— EJERCICIO ESCRITO 1 —
Enumera todas las palabras o expresiones que figuran entre comillas en el texto sobre los primeros registros escritos de Latinoamérica.
— EJERCICIO ESCRITO 2 —
Según el texto sobre los primeros registros escritos de Latinoamérica, ¿en qué se funda gran parte de la especificidad del “ideologema nativo”?
— EJERCICIO ESCRITO 3 —
Prosigue el texto sobre los primeros registros escritos de Latinoamérica a partir de su última oración.

— TEXTO PROPORCIONADO —
● ● ● ● ● ● ●
Los parámetros occidentales[1] no alcanzan a dar cuenta de aquello nuevo “descubierto”, no hay palabra para “decir” lo presenciado, y ante lo abismal de tal imposibilidad los primeros relatos despliegan la imaginación al extremo de configurar parajes fantásticos que hacen un recorrido desde lo angelical a lo bestial, desde lo paradisíaco a lo demoníaco.
Los primeros registros escriturales generados en Latinoamérica, se erigen en la impostura, es decir, surgen de un discurso deformado que se precia de ser auténtico y fiel al pensamiento que despliega. Esta condición forzada en la que se encuentra como discurso manipulado, impuro, cuya característica diferencial es la dicotomía no correspondiente entre lo que podríamos llamar “ideologema nativo” e “ideologema cultural”, con el primero intento referir a aquel imaginario cuya gran parte de su especificidad se funda en el carácter oral y vivencial de su discurso, en contraposición a la segunda mención centrada en determinado desarrollo cultural cuyo discurso se sustenta en lo simbólico[2], en la letra. Justamente es este carácter simbólico el que conforma una conciencia escindida del acontecer concreto, una suerte de desconocimiento de la realidad circundante del sujeto, acontecer que, dicho sea de paso, constituía un factor primordial para los primeros habitantes del territorio “americano”.
● ● ● ● ● ● ●
— INFORMACIÓN EXTRAÍDA —
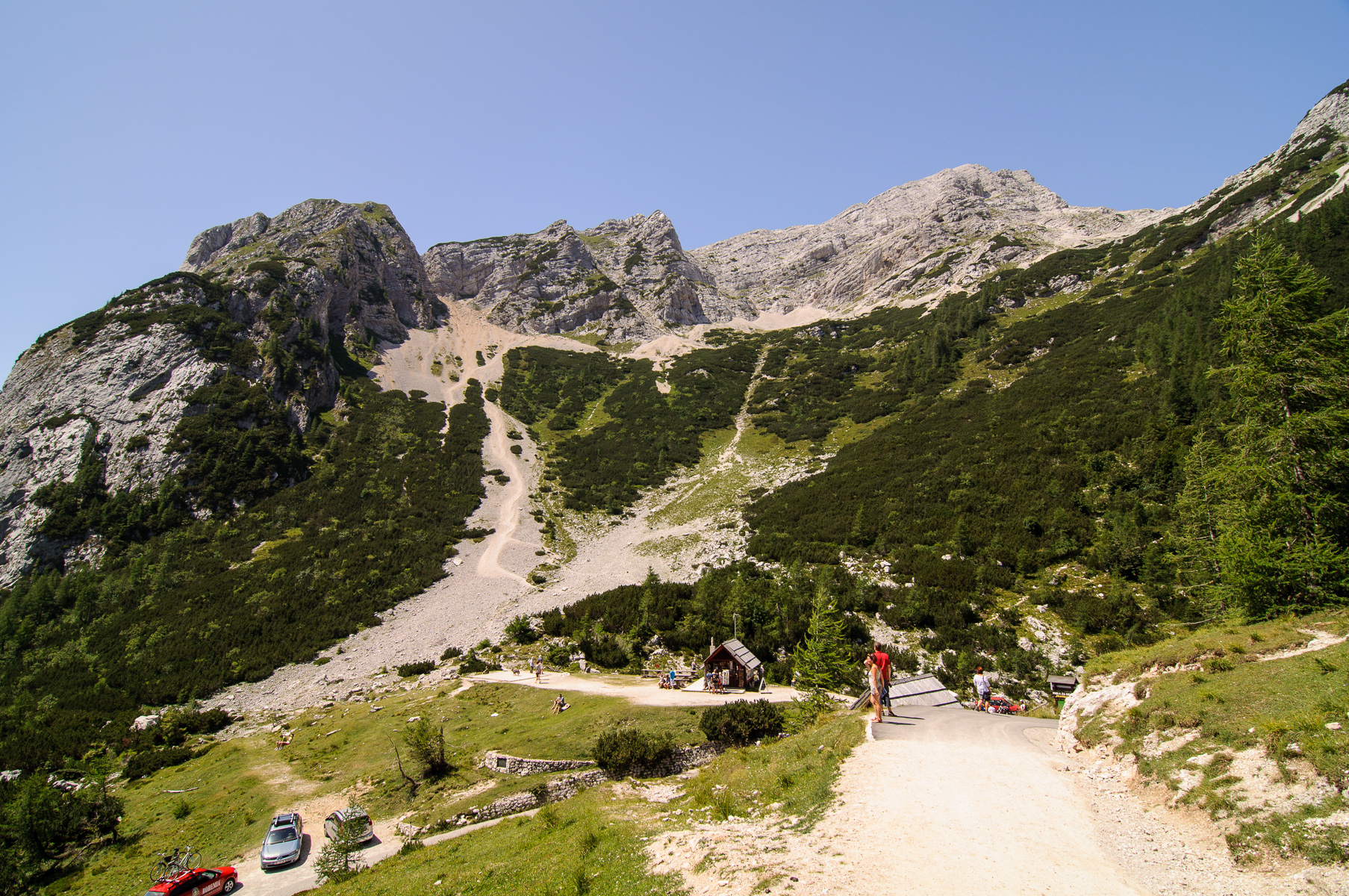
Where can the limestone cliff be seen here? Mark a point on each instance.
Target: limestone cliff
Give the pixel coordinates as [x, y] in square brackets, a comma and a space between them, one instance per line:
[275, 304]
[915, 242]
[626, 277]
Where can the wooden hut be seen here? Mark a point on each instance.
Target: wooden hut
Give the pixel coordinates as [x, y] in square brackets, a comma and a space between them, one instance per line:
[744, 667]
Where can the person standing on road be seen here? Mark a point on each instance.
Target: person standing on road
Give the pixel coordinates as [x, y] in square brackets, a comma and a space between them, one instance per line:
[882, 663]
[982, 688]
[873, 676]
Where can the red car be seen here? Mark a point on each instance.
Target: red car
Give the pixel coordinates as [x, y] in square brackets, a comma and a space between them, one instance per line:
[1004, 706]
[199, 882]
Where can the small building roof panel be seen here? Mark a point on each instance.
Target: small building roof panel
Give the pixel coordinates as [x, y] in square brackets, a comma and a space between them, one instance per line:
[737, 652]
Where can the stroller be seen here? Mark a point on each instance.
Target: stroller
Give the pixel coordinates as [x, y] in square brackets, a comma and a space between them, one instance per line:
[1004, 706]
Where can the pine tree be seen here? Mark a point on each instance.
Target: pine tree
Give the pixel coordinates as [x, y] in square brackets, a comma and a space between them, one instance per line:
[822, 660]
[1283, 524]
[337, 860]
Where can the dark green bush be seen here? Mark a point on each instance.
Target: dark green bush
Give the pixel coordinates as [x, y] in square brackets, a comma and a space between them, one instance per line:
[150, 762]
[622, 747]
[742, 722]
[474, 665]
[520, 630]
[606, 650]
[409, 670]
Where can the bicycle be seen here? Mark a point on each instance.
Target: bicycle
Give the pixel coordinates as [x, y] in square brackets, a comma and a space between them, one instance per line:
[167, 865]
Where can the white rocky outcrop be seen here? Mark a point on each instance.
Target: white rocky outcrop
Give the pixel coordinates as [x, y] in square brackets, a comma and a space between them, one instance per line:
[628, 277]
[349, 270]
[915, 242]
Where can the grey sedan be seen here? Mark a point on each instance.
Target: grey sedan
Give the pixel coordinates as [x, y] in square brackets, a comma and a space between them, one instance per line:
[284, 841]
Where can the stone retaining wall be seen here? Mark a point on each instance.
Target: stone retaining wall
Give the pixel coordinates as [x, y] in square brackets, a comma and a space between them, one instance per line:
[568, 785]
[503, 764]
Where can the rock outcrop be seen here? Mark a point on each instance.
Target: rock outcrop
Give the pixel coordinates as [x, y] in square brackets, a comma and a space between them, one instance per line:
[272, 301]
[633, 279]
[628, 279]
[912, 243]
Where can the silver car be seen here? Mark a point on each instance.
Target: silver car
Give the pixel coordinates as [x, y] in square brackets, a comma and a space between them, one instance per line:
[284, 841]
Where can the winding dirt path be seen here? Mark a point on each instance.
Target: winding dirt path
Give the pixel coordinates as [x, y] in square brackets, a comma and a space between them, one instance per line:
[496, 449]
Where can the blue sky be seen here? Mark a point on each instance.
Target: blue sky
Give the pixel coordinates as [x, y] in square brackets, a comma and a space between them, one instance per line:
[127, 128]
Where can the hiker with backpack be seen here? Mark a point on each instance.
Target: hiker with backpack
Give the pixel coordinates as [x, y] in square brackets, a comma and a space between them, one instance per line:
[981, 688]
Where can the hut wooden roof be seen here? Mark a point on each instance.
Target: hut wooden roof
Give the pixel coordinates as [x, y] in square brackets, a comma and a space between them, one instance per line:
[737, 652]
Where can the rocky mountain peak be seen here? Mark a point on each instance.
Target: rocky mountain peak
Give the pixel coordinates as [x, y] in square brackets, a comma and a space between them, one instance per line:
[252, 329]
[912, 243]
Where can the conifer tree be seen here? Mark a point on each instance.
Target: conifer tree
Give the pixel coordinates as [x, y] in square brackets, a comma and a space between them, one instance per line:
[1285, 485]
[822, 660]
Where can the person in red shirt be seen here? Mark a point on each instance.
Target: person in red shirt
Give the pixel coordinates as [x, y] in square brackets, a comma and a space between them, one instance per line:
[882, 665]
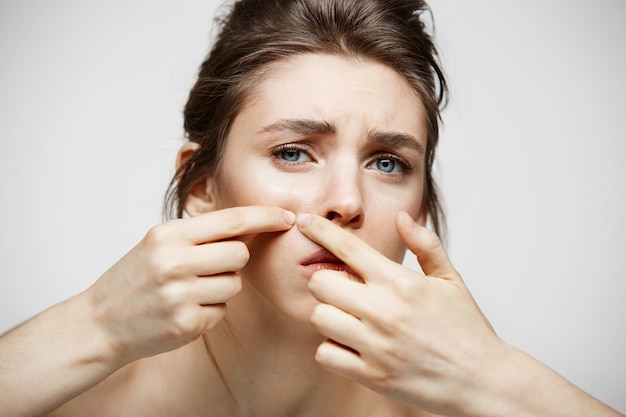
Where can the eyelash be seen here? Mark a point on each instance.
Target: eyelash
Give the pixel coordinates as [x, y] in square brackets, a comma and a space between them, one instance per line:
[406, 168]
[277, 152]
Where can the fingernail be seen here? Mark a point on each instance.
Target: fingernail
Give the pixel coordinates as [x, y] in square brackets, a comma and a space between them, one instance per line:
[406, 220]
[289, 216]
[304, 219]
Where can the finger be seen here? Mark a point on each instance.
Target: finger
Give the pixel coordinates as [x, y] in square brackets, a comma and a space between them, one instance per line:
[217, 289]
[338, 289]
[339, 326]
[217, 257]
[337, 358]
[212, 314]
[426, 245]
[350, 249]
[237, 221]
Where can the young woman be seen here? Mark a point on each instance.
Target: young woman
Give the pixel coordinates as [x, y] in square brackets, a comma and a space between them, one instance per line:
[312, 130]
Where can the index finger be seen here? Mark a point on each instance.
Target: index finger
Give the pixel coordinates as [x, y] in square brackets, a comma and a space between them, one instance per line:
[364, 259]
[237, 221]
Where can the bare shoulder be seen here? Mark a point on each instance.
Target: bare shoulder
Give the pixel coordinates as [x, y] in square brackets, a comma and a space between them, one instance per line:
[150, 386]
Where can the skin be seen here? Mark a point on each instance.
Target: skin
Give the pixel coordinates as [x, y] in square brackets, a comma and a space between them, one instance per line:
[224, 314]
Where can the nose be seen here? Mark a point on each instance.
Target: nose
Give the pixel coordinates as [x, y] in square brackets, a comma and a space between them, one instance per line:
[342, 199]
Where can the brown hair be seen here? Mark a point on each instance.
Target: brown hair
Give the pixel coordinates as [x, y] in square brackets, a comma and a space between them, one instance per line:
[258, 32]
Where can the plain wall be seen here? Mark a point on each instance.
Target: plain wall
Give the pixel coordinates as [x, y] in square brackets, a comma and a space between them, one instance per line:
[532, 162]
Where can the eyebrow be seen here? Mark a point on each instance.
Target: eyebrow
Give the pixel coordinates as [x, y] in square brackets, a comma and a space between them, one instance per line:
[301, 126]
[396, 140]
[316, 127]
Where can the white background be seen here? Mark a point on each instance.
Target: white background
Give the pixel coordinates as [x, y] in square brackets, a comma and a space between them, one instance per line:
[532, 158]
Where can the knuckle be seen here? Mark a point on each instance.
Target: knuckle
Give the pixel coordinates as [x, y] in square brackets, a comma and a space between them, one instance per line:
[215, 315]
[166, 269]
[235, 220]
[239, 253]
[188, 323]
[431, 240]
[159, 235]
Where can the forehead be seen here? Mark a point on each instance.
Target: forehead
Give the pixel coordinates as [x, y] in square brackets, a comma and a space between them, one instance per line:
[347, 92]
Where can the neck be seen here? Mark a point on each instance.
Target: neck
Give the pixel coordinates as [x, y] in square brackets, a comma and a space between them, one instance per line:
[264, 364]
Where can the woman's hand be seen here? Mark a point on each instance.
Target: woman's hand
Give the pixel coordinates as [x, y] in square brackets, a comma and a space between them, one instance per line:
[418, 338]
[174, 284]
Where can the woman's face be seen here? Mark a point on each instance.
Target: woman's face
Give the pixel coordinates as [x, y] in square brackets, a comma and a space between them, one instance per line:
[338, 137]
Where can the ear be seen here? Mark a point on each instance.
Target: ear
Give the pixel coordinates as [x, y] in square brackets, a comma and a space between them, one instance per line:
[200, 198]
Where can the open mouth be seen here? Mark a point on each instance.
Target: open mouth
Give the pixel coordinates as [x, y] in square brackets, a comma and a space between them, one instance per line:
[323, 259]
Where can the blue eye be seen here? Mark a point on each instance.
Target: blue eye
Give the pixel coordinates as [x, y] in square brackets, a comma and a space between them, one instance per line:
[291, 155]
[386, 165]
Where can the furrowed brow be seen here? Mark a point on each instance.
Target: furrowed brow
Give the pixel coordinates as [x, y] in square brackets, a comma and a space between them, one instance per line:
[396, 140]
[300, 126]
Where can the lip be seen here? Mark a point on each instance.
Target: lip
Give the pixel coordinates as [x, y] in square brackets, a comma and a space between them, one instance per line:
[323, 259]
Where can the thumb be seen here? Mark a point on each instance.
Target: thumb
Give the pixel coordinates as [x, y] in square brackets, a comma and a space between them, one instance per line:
● ● ● ● ● ● ●
— RESPUESTA FINAL 1 —
“descubierto”, “decir”, “ideologema nativo”, “ideologema cultural”, “americano”

— RESPUESTA FINAL 2 —
En el carácter oral y vivencial de su discurso.

— RESPUESTA FINAL 3 —
Cabe destacar que, como hecho significativo del proceso mencionado, la lengua indígena sobrevivirá como sustrato cultural, consecuentemente, en progresivo desaparecimiento, mientras que el imaginario simbólico extranjero, implantado como poderoso superestrato, principalmente a través del lenguaje, será influenciado a su vez y modificado fuertemente por el sustrato al cual ha dominado. Si bien la cultura hegemónica del imperio español ejerció fuerte influencia y arrancó gran parte de la cultura nativa, esta última no se ha extinguido totalmente, sino que ha pasado a conformar parte de la mixtura indisoluble de la experiencia cultural mestiza. El hombre americano se configura como un individuo bifronte, Pues, si bien por un lado necesita rescatar y dignificar su origen indígena suplantado con la llegada de los españoles a su territorio, por otro lado, no puede negar su tradición occidental, pues, su conciencia propiamente tal, es resultado de la “mezcla” entre estos dos ámbitos.
Ante tal realidad que se vuelve paulatinamente heterogénea, (siglos más tarde) surge la necesidad imperiosa por desentrañar aquello “propiamente latinoamericano”, sin embargo, dicha empresa es dirigida (y no podría ser de otra manera) por símbolos inmigrantes, y más bien, invasores, pues logran apoderarse del espacio -denominado a partir de los mismos como “latinoamericano”, dicha operación se lleva a cabo al punto de que hasta el ejercicio crítico concebido más alejadamente de tal nivel simbólico imperante, será “restringido y subyugado[3]” por este al momento mismo de arribar el discurso en tanto tal: como aparato comunicante de sentido -dicho discurso- se encuentra intervenido.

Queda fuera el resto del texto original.